A lump in the breast is not the only symptom of breast cancer, and many breast lumps are not cancerous at all. Talk with your doctor for recommended breast cancer screenings and self-exams.
New Breast Cancer Study
Types Of Breast Cancer
Once your doctor has confirmed that you have breast cancer, you will likely undergo further testing to determine what type of breast cancer you have, be it invasive or noninvasive. The most commonly diagnosed types of breast cancer include:
- Invasive Ductal Carcinoma. This type of breast cancer originates in the milk ducts. The cancer is considered invasive because it penetrates the walls of the ducts to invade nearby tissue. Invasive ductal carcinoma is the most prevalent type of breast cancer. It accounts for nearly 80% of all invasive occurrences.
- Ductal Carcinoma In Situ (DCIS). This refers to ductal cancer in its earliest form, stage 0. In Situ means that the cancer has not spread from the spot it had originated. With DCIS, the cancer has started in the milk ducts but has not reached any nearby tissue. DCIS is curable in most cases, however, if left untreated it can develop into invasive cancer.
- Invasive Lobular Carcinoma. This type of cancer originates in the milk producing lobules of the breast. It is considered invasive because the cancer has infiltrated the surrounding tissue or other areas of the body. This type of breast cancer is diagnosed in about 10% of all invasive cases.
- Lobular carcinoma In Situ (LCIS). This form of cancer is located only in the milk producing lobules of the breast. It is not considered a true form of cancer, but rather a marker for the possible development of future cancers. For women diagnosed with LCIS, it is of the utmost importance to have regular check-ups and mammograms to screen for breast cancer.
Breast Cancer Genes
Researchers have worked to identify certain genes related to breast cancer. These genes are oncogenes and tumor suppressor genes. Oncogenes are genes that influence the development of cancer when activated. Tumor suppressor genes help to prevent cells from progressing to cancer. If this gene is mutated in some way the formation of cancer is possible.
By identifying these 2 genes, researchers will be better able to pinpoint cancer causes and make treatments more specific. The identification of these genes also helped researchers to separate breast cancer into more specific types.
Breast Cancer: Not 1 Disease, But 10
The identification of the activity of oncogenes and tumor suppressor genes has helped researchers discover 10 new subtypes of breast cancer. With this revelation doctors will, in the near future, be able to pinpoint more exact breast cancer diagnoses. With precise diagnosis the ability to treat breast cancer will also be more exact. The 10 separate diseases are identified by their gene activities, specifically, which genes are turned on and which are turned off.
The Next Step In Research
Researchers believe that the next logical step in the war against cancer is to now identify how molecular patterns work to make tumors grow. In identifying the tumor growth process, scientists will then be able to work on the development of new drugs to halt the abnormalities that promote tumor progression. The information gathered from this and future studies will be distributed worldwide to promote the development of new drugs to combat cancer.
Recent research has led to the discovery of a new classification of as many as 10 subtypes of breast cancer. This new development is essential in the war on breast cancer. The identification of genes responsible for the upstart of cancer is leading to more precise treatments. Research continues to further examine the process of tumor growth with the hope of developing new drugs to correct the faults in cells that progress to tumors.

--- WORK REQUIRED ---
Return the span of the breast cancer text starting with "Breast Cancer: Not" and going on through "are turned off.", copied word for word.

--- SOURCE INFORMATION ---
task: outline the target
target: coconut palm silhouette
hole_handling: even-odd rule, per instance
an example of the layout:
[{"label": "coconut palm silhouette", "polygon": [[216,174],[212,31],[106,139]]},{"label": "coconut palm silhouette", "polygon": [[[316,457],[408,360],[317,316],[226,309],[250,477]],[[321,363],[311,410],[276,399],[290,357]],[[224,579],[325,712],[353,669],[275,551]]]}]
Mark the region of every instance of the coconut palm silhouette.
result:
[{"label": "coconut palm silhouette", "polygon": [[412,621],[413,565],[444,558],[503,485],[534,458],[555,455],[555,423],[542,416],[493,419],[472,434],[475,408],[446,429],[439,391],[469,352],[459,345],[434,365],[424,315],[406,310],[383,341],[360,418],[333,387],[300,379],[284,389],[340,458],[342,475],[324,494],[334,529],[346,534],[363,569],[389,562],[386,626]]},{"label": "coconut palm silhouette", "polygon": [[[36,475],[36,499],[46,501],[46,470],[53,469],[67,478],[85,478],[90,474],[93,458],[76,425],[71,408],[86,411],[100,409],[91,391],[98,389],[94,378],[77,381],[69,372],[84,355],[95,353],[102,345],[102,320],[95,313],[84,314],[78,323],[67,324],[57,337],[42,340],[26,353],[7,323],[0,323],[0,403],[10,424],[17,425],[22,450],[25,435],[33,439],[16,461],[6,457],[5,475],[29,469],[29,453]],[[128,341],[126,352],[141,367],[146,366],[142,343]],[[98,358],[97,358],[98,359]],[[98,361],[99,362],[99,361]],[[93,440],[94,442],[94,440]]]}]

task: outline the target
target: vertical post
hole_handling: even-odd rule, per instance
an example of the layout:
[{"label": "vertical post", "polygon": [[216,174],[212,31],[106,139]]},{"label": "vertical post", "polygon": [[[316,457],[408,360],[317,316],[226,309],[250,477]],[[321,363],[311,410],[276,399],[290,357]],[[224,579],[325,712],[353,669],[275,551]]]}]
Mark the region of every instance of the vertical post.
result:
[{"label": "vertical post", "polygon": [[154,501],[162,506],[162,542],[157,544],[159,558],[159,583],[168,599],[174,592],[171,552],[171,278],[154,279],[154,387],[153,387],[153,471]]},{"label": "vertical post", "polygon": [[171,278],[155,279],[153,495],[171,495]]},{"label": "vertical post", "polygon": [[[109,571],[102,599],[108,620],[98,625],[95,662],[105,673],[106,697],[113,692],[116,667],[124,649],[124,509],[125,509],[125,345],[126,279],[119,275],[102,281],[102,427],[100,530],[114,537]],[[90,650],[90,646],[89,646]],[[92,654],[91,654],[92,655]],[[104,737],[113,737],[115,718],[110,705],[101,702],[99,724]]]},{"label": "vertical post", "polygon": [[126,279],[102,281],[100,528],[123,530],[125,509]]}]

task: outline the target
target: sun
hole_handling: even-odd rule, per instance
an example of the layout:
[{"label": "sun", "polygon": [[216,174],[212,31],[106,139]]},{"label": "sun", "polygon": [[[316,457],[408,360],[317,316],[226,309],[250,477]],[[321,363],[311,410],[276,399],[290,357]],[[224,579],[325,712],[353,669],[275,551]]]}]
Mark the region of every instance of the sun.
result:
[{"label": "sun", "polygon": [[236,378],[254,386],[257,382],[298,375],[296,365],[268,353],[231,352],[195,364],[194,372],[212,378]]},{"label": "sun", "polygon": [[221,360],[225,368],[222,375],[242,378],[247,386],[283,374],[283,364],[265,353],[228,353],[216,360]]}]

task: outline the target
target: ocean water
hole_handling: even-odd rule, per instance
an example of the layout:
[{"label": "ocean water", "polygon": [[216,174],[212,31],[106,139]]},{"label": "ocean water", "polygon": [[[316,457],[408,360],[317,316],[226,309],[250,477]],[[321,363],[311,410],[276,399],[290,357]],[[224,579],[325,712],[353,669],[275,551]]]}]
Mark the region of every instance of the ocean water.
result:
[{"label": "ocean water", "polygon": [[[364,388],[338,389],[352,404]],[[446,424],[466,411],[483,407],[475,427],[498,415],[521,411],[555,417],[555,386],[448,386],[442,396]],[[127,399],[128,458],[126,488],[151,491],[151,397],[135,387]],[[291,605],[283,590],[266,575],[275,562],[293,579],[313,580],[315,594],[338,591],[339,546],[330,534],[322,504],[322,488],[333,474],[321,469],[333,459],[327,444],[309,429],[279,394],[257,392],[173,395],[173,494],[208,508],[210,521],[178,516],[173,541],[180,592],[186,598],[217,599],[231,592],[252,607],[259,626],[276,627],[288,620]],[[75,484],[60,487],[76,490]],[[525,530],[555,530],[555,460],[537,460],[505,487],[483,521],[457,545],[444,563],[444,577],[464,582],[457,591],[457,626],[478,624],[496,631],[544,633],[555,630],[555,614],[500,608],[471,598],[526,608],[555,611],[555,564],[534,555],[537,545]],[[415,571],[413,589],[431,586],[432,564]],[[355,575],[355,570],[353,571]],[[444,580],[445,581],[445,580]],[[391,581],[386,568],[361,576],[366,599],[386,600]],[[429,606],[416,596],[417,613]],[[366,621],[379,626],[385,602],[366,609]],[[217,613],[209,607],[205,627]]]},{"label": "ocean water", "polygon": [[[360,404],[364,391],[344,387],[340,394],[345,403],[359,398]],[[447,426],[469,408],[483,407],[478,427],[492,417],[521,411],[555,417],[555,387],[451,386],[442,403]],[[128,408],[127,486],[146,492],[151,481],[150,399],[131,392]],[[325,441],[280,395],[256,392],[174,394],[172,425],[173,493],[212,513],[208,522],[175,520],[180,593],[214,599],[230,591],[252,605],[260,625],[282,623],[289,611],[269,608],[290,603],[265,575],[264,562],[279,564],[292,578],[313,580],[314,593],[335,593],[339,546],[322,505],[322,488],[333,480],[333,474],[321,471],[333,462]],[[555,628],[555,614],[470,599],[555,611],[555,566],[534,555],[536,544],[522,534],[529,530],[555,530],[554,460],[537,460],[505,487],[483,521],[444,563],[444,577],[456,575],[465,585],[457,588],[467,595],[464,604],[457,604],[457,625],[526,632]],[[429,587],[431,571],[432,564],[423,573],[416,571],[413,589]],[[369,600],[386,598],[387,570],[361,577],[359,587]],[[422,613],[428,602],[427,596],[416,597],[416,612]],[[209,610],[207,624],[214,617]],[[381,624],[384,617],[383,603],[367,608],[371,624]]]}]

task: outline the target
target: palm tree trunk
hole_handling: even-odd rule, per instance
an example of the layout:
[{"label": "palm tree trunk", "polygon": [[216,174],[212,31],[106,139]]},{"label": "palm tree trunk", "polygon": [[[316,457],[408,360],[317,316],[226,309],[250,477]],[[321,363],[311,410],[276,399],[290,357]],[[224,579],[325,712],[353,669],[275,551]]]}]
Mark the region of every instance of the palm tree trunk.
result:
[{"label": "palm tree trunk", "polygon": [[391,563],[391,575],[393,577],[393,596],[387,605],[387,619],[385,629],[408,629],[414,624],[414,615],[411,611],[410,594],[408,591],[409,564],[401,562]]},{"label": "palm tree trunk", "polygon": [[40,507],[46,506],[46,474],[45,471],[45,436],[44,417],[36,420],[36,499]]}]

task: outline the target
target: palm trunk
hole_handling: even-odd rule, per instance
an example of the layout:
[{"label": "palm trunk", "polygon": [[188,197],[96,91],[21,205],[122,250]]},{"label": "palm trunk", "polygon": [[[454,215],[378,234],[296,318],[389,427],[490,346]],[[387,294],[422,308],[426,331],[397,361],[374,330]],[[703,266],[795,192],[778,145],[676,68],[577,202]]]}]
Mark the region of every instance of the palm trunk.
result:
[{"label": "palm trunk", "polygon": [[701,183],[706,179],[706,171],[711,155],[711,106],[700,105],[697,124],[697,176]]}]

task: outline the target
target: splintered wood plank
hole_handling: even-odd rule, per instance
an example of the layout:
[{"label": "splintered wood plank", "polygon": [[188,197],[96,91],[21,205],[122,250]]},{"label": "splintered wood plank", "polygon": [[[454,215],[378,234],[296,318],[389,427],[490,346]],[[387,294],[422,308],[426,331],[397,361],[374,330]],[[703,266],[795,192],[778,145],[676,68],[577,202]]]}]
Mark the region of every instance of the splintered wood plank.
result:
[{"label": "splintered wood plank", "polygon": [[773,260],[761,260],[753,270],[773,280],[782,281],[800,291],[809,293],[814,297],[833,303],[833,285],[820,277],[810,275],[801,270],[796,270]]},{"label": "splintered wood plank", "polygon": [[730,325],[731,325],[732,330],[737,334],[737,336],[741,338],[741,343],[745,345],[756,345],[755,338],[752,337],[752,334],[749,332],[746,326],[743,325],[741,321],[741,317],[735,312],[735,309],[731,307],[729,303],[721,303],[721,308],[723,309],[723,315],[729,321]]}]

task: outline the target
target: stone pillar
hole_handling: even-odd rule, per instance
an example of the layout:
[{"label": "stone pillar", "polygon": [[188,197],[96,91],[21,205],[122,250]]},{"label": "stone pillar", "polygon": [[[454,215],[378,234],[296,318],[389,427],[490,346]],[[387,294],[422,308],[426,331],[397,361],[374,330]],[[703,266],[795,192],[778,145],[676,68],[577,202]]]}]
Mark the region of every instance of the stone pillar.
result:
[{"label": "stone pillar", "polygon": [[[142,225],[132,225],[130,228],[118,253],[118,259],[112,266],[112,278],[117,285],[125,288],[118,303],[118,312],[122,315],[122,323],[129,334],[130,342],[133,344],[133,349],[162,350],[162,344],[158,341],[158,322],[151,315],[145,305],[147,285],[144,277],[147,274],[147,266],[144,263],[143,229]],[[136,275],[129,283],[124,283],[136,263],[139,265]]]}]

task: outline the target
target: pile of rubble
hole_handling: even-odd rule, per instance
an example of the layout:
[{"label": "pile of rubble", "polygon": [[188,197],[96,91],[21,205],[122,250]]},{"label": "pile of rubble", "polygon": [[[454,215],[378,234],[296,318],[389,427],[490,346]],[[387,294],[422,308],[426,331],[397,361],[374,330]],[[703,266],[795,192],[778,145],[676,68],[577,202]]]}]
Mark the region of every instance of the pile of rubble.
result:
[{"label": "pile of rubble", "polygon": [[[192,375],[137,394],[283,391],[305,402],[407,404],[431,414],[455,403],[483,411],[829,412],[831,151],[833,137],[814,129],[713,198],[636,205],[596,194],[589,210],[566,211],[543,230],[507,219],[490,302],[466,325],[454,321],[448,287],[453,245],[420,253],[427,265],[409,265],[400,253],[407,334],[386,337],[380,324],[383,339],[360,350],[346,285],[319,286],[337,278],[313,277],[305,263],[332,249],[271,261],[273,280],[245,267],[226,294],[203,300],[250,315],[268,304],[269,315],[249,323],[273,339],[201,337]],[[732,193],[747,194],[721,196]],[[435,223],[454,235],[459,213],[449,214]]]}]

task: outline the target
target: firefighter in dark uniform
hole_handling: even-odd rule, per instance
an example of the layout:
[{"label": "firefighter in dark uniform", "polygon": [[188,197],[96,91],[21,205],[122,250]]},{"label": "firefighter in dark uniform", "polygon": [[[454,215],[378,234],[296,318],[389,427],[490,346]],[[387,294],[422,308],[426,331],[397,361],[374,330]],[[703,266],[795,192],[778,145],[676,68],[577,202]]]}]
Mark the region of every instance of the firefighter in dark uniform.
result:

--- RESPONSE TO THE EXERCISE ---
Breast Cancer: Not 1 Disease, But 10
The identification of the activity of oncogenes and tumor suppressor genes has helped researchers discover 10 new subtypes of breast cancer. With this revelation doctors will, in the near future, be able to pinpoint more exact breast cancer diagnoses. With precise diagnosis the ability to treat breast cancer will also be more exact. The 10 separate diseases are identified by their gene activities, specifically, which genes are turned on and which are turned off.